= Set task =
State how many lines of the material below contain the string "side". Reply with that number alone.
_ _ _ _ _
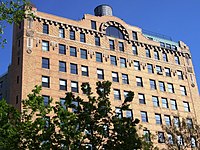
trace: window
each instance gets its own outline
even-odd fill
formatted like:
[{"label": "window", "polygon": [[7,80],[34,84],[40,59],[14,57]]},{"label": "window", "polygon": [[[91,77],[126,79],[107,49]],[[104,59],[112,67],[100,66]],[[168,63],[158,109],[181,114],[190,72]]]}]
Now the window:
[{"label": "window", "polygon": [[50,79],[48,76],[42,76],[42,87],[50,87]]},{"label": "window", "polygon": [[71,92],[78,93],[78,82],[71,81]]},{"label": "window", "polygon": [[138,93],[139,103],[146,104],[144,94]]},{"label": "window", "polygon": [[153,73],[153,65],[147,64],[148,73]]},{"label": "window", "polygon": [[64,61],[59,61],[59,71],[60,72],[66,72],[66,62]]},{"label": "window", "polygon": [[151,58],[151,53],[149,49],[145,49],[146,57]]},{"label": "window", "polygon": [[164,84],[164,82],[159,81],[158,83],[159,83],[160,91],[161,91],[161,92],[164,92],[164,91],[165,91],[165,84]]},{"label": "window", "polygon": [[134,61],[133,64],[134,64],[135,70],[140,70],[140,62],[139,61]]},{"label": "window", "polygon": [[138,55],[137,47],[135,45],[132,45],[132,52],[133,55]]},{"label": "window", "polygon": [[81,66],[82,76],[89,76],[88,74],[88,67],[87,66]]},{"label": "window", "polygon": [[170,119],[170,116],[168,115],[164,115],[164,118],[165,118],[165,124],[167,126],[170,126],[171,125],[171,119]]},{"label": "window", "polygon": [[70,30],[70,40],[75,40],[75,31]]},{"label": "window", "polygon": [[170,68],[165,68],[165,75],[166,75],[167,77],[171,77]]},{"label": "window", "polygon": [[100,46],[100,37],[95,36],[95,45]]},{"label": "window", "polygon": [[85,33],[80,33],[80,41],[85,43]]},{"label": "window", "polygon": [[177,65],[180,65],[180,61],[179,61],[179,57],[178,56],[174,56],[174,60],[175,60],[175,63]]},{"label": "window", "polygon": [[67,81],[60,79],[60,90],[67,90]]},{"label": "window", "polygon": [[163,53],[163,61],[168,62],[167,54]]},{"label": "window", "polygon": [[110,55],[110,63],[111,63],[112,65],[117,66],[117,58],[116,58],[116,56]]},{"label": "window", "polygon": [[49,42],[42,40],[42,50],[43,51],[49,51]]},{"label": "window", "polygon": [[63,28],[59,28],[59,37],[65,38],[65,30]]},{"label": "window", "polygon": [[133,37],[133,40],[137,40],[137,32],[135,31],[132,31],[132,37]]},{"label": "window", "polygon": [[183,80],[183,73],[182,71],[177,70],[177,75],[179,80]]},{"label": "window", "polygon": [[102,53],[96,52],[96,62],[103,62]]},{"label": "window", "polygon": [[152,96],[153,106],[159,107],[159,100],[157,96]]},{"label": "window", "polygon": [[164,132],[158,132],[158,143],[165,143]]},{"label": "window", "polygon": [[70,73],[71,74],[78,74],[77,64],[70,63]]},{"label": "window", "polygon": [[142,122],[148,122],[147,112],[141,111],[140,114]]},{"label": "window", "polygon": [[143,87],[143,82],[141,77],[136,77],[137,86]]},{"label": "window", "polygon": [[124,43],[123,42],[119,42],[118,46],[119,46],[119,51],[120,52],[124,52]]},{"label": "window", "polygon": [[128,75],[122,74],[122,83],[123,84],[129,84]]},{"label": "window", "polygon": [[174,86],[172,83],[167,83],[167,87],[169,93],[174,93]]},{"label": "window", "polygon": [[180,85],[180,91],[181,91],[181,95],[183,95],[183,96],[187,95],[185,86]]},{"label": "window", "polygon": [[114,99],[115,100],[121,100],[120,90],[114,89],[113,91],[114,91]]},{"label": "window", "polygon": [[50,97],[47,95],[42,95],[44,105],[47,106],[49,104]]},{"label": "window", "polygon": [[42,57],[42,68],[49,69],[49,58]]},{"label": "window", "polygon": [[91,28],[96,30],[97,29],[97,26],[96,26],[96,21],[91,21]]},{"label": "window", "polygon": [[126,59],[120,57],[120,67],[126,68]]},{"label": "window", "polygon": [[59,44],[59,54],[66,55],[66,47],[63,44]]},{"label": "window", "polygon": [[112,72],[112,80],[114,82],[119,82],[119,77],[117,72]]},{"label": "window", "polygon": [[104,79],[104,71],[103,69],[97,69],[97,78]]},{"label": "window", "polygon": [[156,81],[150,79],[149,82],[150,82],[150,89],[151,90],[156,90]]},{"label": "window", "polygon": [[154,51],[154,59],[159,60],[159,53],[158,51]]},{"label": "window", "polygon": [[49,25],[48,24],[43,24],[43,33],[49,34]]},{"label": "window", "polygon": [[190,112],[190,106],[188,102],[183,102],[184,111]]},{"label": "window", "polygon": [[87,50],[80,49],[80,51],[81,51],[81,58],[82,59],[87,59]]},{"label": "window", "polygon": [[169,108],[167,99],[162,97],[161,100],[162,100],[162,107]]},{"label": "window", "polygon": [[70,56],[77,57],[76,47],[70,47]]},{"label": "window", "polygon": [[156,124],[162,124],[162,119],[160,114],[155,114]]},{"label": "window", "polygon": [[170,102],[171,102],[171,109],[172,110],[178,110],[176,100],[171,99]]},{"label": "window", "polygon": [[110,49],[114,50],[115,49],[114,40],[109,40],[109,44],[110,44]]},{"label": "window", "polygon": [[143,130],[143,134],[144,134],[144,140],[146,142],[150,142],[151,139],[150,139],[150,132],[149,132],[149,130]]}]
_ _ _ _ _
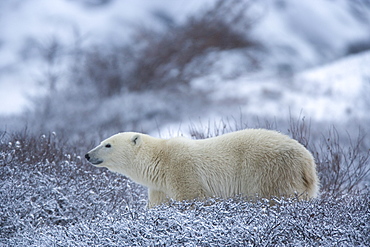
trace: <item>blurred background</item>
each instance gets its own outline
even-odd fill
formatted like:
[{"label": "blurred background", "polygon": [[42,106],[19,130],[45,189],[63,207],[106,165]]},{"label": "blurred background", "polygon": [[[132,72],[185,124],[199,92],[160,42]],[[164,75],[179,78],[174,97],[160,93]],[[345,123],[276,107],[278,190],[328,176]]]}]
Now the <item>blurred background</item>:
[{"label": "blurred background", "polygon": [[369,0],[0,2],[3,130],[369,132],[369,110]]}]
_ _ _ _ _
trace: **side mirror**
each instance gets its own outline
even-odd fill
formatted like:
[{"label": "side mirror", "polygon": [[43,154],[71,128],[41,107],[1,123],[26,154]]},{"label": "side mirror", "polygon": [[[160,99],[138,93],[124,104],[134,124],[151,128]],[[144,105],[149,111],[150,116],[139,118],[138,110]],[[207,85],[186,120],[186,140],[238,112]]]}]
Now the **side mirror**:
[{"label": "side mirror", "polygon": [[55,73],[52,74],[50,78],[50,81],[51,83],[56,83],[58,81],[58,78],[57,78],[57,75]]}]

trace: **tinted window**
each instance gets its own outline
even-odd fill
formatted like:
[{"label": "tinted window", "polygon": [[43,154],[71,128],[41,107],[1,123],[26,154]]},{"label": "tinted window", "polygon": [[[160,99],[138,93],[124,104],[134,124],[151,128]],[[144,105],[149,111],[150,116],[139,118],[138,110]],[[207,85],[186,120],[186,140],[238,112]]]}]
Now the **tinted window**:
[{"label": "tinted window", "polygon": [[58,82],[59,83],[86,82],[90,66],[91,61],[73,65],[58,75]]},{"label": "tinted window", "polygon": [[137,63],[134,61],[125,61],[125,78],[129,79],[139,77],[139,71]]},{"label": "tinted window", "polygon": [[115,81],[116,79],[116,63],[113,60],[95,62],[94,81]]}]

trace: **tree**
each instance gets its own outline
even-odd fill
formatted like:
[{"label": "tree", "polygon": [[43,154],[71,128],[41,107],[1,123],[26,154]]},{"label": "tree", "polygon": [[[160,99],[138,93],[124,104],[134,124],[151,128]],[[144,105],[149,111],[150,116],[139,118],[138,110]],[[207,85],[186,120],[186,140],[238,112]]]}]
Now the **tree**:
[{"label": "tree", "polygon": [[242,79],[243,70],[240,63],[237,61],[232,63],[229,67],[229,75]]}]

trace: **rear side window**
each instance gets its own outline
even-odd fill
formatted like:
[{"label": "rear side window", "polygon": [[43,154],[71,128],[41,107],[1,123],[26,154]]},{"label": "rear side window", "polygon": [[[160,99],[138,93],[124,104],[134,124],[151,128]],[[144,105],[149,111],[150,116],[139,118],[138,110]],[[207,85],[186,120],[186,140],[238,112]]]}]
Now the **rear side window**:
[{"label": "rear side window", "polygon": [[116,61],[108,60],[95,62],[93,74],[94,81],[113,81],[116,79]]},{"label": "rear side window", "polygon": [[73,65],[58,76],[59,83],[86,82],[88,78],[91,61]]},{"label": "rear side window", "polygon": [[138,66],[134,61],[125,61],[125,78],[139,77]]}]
_ _ _ _ _
= Expected answer =
8